* WORK TO COMPLETE: Continue the first-person account below of growing up in a Kansas college town and studying physics, picking up after its last sentence.

* SOURCE PASSAGE:

I was born in a college town in Kansas. Kansas is rural and conservative, but my town was a liberal bubble, and both my parents were professors at the university, very much inside that bubble. I grew up doing a lot of academic stuff that seemed normal to me as a kid but made me not fit in with the other kids in the area. I liked physics, music, writing, and literature. I did some programming, off and on, and hated it. My mom also comes from a really old-fashioned family in Massachusetts (they loved old furniture, had an old house, and would eat dinner by candlelight). I went there as a six-year-old and sat at the table while the adults discussed politics and literature, with no idea what was going on. I just wanted to watch TV, but they were strict, so I sat there and tried to fit in.

I applied to a bunch of hard-to-get-into colleges, didn't get in anywhere except the local one, and got a physics degree because I wanted to be a scientist. For a while I was really motivated, doing everything I could, and went to grad school. Then I realized I didn't want to be a scientist; I was so bored and disillusioned that I dropped out.

* ENTRIES PROVIDED:
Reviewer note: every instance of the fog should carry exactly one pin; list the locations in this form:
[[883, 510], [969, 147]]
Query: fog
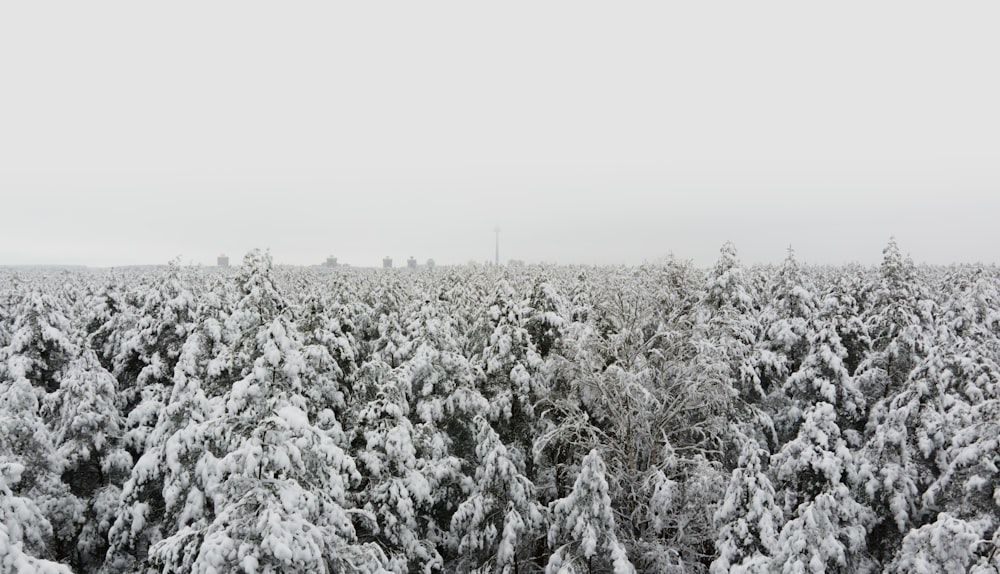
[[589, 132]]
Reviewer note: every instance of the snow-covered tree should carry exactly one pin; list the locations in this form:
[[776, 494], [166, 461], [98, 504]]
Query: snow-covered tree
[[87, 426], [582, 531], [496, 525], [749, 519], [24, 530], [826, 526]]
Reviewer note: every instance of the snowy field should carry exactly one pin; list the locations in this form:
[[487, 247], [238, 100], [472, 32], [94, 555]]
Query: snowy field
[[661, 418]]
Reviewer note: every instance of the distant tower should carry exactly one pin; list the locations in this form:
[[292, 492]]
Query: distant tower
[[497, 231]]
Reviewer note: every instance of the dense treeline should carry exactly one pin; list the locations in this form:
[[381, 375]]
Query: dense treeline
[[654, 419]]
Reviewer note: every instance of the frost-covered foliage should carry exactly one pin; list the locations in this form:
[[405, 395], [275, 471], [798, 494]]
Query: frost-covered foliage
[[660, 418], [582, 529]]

* TASK OUTPUT:
I floated around for a year trying to figure out what to do. I worked as a freelance math tutor, which kind of felt like helping college students cheat on their homework. I got scammed into a flaky day-trading scheme. I tried grad school again, this time in South Korea, because a professor said he had a connection there. I was very isolated in a foreign country, struggled to learn the language, and got sucked into a party scene that was exciting but made it hard to study— way too much drinking. I dropped out again. I did meet my girlfriend, who became my wife, there. I also heard about Bitcoin, tried to mine it, and gave up because it seemed worthless at the time (rip).

I moved back to the US and I was looking at places to go. Portland seemed cool. It was a cliche— a lot of young people were moving to Portland at the time— so I lived there alone for a year in a cheap group house, spent a lot of time reading at Powell's and wandering around the city. Eventually my fiancée joined me and told me I needed to get a job. I buckled down, took CS classes, and got a job as a programmer at an old-school company doing media data stuff. Really boring, but kind of relaxing. I worked there for eight years.

Then they got acquired by a shady company that went bankrupt, and a bunch of us lost our jobs— during COVID. It was also during this time that I broke up with my wife. During the pandemic, I lived on my own for a few years and kind of went insane with no human contact. Eventually I realized I could make money day trading stock options, which sounds completely insane but worked.

I started exploring blogging and fiction writing, and since it was cheaper to live overseas than in America, I spent the last three years mostly abroad. On a whim, I applied for Inkhaven and ended up here.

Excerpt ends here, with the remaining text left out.